**Excerpted passage:**
========

Tuesday, March 05, 2013

Early Roots of American Anti-Intellectualism

In discussing the long history of anti-intellectualism in the U.S. in her book The Age of American Unreason Susan Jacoby writes:
"[George] Washington, whose education was sketchier than that of many of the other framers of the Constitution, held higher learning in such esteem that he left a bequest of several thousand dollars worth of securities in his will in an effort to persuade Congress to appropriate money for a national university. His legacy went unclaimed in a political dispute that set the tone for many future controversies of the federal government's involvement in education. Congress, afraid that the use of Washington's bequest to found a national university would be seen as an assault on colleges founded by religious institutions, wanted nothing to do with the project."
Or, as nonframer Rick Santorum put it over 200 years later:
"If you look at the popular culture and what comes out of Hollywood, if you go to our schools and particularly our colleges and universities, they are indoctrinated in a sea of relativism and a sea of antagonism towards Christianity.

"Abortion is a symptom. Marriage is a symptom. Pornography [is a symptom]. All of these are symptoms to the fundamental issue that we've gotten away from the truth and the 'Truth-Giver."
Jacoby's book is pretty good, if a bit strident. She's probably not a woman you'd want to get in an argument with, unless you could keep from taking it personally.

========

**Exercise description:**
Rewrite the post on American anti-intellectualism from "Or, as nonframer" to "antagonism towards Christianity.", putting "Broadway" in place of "Hollywood".

========

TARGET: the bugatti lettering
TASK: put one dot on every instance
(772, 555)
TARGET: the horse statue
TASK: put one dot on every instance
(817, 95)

========

**Written answer:**
Or, as nonframer Rick Santorum put it over 200 years later:
"If you look at the popular culture and what comes out of Broadway, if you go to our schools and particularly our colleges and universities, they are indoctrinated in a sea of relativism and a sea of antagonism towards Christianity.